Task objective:
Put the lines of the data below, between the line holding "outline --target=green plant" and the line holding "POLYGON ((64 550, 61", inclusive, into a JSON list of strings, one string per line. Omit any blank lines.

*** Exercise input ***

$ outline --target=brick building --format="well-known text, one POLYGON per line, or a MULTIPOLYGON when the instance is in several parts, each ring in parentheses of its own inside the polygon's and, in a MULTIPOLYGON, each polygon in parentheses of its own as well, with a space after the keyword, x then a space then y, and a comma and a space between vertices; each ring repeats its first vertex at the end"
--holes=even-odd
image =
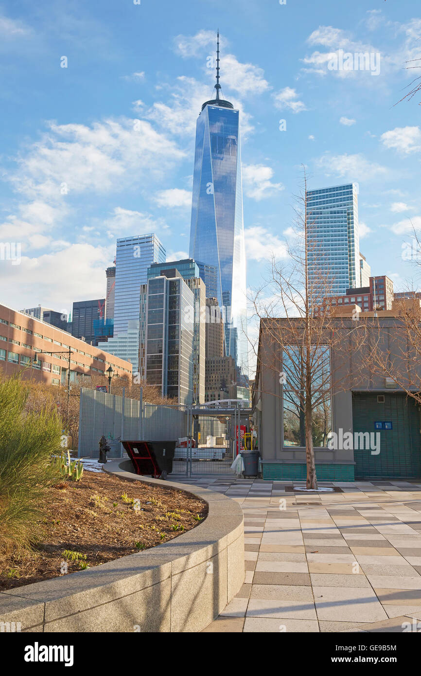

***
*** Exercise input ***

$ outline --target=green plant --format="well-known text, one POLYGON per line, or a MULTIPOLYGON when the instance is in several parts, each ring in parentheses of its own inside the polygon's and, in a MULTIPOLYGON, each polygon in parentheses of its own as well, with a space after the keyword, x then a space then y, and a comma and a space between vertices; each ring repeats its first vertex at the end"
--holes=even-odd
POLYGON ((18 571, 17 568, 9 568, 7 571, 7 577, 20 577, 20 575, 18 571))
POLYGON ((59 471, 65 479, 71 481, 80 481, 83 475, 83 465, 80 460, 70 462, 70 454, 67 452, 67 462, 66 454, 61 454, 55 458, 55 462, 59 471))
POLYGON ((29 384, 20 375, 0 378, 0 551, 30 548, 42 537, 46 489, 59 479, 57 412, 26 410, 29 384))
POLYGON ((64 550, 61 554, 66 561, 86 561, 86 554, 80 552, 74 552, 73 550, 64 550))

***

Written reply:
[
  "$ outline --target=green plant --format=\"well-known text, one POLYGON per line, or a MULTIPOLYGON when the instance is in several parts, each ring in parentheses of its own inside the polygon's and, in a MULTIPOLYGON, each polygon in parentheses of its own as well, with a space after the keyword, x then a space then y, and a comma and a space between vertices; each ring repeats its first vertex at the end\"",
  "--holes=even-odd",
  "POLYGON ((18 571, 17 568, 9 568, 7 571, 7 577, 20 577, 20 575, 18 571))",
  "POLYGON ((59 471, 65 479, 71 481, 80 481, 83 475, 83 465, 80 460, 70 462, 70 454, 67 452, 67 462, 66 454, 61 454, 55 458, 55 462, 59 471))",
  "POLYGON ((29 384, 20 375, 0 378, 0 551, 30 548, 42 537, 46 489, 59 479, 57 412, 26 410, 29 384))",
  "POLYGON ((64 550, 61 554, 66 561, 86 561, 86 554, 80 552, 74 552, 73 550, 64 550))"
]